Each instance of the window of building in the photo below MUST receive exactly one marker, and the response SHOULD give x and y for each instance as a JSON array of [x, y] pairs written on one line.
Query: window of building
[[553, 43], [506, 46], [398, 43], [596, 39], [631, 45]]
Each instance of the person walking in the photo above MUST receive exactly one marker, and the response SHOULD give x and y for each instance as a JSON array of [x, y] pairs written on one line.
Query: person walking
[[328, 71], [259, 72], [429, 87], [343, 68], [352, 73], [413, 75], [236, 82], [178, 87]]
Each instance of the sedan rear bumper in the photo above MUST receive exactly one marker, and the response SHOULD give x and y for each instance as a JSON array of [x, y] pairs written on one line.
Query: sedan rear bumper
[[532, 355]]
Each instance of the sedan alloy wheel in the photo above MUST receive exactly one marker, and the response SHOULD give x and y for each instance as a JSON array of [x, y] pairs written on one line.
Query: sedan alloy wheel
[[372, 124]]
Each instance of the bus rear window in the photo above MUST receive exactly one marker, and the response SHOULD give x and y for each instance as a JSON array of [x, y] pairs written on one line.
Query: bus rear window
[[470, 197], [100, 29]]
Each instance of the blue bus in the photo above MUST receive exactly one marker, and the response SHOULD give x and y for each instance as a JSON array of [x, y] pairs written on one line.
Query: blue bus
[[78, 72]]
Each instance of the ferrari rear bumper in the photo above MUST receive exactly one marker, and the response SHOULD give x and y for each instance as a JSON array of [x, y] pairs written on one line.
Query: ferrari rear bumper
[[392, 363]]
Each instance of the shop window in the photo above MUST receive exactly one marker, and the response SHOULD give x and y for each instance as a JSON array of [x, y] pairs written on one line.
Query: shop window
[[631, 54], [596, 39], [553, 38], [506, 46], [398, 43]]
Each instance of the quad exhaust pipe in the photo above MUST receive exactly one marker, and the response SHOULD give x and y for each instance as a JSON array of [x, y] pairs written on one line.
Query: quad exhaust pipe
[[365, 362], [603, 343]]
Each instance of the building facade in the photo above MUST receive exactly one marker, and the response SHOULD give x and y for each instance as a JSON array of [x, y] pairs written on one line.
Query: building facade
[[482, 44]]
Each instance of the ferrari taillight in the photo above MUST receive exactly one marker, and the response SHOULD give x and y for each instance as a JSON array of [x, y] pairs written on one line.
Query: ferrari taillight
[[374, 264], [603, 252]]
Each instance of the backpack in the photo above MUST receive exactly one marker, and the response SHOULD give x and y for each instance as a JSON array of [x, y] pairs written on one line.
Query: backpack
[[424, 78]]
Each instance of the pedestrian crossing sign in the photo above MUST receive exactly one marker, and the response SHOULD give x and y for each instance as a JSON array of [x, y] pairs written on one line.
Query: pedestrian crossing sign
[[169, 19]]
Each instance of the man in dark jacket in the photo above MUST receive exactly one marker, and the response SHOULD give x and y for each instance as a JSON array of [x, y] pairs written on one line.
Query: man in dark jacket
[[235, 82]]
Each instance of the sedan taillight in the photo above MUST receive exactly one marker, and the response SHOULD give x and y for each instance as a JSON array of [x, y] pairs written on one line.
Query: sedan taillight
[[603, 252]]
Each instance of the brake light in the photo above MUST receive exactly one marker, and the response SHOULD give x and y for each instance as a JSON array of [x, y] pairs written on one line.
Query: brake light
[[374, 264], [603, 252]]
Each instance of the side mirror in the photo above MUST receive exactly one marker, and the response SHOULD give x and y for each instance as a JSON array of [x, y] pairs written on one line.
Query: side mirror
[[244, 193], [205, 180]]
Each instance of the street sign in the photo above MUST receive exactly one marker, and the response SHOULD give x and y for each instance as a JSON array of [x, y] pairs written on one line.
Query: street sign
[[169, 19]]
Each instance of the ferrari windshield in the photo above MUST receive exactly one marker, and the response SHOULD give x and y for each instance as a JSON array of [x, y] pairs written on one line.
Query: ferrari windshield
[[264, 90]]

...

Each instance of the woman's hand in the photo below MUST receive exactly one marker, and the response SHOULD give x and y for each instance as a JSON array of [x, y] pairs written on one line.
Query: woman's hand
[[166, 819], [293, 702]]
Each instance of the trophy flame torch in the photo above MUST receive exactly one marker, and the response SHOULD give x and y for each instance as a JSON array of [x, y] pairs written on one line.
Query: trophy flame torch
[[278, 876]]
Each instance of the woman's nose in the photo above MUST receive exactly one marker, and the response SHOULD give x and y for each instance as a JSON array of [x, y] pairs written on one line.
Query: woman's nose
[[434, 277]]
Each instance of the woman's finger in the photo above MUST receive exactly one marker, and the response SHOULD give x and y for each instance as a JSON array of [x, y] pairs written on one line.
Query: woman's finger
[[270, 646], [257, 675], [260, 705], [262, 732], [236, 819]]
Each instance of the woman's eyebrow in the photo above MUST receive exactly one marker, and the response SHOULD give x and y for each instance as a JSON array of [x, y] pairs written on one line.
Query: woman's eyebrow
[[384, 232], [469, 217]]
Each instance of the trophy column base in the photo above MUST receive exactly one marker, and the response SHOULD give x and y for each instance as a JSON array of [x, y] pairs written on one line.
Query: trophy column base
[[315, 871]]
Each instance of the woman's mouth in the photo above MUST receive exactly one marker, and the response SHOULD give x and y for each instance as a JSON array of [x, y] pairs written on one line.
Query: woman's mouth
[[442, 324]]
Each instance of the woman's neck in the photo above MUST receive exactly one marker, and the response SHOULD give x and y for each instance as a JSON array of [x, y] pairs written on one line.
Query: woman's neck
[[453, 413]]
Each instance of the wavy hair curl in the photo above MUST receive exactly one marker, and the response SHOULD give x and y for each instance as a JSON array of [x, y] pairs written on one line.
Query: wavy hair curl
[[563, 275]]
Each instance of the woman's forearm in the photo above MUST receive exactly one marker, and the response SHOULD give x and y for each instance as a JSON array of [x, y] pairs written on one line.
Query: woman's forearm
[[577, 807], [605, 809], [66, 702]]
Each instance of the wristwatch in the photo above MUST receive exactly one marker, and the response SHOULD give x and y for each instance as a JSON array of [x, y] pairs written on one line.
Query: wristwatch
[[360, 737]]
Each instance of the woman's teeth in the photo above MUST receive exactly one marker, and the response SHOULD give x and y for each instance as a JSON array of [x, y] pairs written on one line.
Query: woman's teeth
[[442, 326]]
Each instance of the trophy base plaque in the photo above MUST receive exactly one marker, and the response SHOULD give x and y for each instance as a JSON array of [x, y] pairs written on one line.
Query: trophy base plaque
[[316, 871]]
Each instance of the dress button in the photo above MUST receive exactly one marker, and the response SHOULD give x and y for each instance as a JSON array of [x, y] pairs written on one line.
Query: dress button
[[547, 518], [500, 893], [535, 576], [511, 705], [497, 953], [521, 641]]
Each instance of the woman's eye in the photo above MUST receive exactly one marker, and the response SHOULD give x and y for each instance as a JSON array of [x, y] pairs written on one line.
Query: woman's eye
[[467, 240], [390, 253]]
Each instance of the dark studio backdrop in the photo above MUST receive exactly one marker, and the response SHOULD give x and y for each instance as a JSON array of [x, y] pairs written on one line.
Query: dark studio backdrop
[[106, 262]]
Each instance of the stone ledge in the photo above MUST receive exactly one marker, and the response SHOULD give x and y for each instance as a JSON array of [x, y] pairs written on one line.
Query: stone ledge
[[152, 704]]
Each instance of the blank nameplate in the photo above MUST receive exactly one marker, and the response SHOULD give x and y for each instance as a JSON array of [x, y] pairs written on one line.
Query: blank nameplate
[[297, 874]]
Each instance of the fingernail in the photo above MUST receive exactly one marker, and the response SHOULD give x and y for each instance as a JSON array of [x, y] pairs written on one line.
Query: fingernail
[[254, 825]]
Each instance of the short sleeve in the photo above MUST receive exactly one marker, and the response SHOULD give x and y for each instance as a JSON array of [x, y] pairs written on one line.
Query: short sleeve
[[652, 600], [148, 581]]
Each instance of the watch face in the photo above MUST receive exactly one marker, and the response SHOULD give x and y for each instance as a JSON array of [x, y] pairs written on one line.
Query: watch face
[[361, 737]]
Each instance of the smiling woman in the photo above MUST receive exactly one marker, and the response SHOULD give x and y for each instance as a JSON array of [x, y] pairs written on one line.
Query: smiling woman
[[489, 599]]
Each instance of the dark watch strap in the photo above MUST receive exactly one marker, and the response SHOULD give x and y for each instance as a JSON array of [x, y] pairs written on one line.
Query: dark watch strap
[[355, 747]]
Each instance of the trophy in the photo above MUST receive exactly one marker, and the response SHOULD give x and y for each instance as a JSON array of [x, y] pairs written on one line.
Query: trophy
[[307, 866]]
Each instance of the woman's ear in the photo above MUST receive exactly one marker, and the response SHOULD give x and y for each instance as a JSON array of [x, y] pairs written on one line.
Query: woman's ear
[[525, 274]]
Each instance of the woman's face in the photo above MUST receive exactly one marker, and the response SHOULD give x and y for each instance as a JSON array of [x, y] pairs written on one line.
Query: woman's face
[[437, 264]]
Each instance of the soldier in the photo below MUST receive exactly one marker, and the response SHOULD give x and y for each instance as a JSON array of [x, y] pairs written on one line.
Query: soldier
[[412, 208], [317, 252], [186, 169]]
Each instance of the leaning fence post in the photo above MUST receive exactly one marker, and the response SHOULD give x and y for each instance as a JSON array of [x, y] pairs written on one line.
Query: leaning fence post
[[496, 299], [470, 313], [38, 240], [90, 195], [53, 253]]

...

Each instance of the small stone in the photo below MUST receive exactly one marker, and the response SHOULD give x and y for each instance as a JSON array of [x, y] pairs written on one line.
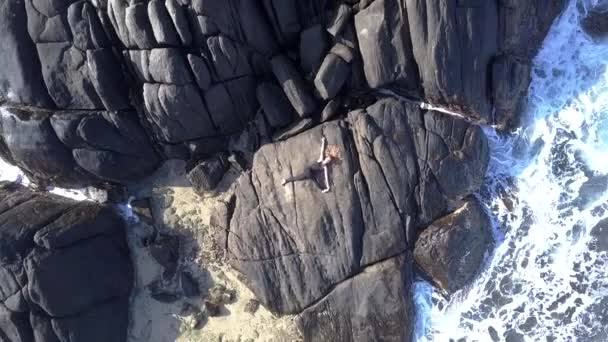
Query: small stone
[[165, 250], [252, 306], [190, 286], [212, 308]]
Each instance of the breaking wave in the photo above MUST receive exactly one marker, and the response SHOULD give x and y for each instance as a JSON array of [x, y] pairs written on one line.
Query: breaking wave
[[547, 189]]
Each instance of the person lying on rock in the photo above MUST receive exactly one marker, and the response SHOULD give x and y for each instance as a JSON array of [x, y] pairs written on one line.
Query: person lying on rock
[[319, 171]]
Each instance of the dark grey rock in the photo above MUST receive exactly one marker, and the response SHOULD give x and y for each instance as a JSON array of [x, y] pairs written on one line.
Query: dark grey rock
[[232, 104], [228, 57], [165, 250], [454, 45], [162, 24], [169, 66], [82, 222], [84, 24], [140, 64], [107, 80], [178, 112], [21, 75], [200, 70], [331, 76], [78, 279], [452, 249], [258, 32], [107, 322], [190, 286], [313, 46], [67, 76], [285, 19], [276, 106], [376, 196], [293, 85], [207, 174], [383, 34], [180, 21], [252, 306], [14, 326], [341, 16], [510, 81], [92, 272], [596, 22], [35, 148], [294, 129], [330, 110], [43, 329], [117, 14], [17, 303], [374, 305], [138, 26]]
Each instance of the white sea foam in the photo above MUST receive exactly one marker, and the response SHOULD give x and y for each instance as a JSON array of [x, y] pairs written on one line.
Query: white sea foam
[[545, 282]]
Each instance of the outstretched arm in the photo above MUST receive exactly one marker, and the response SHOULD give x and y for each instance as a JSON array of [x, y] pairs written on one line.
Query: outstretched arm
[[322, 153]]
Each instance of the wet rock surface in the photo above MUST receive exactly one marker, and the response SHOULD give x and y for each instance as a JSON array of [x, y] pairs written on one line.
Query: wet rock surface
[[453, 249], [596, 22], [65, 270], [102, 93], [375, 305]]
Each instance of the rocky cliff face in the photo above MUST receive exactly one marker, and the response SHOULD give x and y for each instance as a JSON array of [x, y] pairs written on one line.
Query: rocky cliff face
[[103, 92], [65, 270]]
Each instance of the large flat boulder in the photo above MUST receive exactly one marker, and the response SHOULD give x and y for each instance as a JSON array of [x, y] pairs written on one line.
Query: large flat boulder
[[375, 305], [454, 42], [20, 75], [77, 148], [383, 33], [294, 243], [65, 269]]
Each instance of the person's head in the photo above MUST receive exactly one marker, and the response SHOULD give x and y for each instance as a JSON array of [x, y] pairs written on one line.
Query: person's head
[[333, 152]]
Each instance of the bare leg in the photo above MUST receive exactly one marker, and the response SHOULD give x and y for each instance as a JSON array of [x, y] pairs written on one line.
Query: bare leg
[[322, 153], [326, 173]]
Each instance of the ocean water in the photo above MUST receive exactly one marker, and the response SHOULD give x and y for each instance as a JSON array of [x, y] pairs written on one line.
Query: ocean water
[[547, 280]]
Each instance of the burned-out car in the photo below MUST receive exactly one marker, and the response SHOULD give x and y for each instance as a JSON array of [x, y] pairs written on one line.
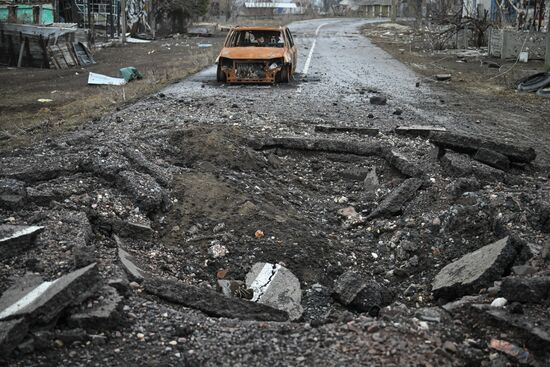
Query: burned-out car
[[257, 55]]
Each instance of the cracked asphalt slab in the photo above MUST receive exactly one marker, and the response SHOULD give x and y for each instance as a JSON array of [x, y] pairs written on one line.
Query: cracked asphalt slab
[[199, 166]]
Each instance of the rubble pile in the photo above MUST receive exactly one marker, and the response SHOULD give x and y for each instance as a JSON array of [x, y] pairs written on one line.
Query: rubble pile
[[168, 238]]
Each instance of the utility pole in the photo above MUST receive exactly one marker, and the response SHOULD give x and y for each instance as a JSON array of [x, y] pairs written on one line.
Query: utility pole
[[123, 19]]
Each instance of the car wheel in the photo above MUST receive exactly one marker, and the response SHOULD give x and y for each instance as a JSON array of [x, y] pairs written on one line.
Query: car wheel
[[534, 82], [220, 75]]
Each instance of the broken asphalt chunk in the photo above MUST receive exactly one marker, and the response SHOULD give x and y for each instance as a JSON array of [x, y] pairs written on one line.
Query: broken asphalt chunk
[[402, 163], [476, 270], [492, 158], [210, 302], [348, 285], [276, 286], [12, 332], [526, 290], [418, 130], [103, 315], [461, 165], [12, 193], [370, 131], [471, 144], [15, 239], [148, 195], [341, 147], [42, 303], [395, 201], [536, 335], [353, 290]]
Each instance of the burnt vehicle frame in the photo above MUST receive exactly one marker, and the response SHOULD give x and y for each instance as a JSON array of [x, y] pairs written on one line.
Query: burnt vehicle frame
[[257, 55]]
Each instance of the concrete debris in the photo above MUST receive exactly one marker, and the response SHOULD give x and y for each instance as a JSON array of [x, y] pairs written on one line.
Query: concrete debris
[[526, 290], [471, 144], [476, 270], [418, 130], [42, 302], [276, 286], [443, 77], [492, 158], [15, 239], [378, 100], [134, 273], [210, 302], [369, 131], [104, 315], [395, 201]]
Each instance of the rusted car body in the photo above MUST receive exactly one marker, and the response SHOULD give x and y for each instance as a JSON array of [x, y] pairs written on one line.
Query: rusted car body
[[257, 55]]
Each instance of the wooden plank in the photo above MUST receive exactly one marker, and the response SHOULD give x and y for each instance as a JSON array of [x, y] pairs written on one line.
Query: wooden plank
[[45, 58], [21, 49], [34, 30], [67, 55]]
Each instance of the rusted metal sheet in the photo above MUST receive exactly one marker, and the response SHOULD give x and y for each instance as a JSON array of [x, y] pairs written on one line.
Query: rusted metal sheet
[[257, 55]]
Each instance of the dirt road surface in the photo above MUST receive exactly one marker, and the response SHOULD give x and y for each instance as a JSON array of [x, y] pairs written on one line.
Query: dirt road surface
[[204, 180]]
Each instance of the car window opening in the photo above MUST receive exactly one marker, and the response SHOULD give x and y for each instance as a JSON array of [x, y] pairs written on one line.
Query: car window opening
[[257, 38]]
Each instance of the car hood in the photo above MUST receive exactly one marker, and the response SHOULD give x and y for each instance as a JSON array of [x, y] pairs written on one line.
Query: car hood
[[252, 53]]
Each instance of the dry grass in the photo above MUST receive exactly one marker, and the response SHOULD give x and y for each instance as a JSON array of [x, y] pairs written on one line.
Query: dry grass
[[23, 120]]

* [Work to do]:
Begin at the line that contains "Each instance of the ferrari rear" and stop after the line that contains "[[392, 363]]", then repeat those lines with every coordinate in the answers shifted up by 113.

* [Solved exercise]:
Each instance of the ferrari rear bumper in the photo above MUST receive exactly one marker, and the response SHOULD give x and y for each instance as a JSON array of [x, y] pairs written on one line.
Query: ferrari rear bumper
[[505, 476]]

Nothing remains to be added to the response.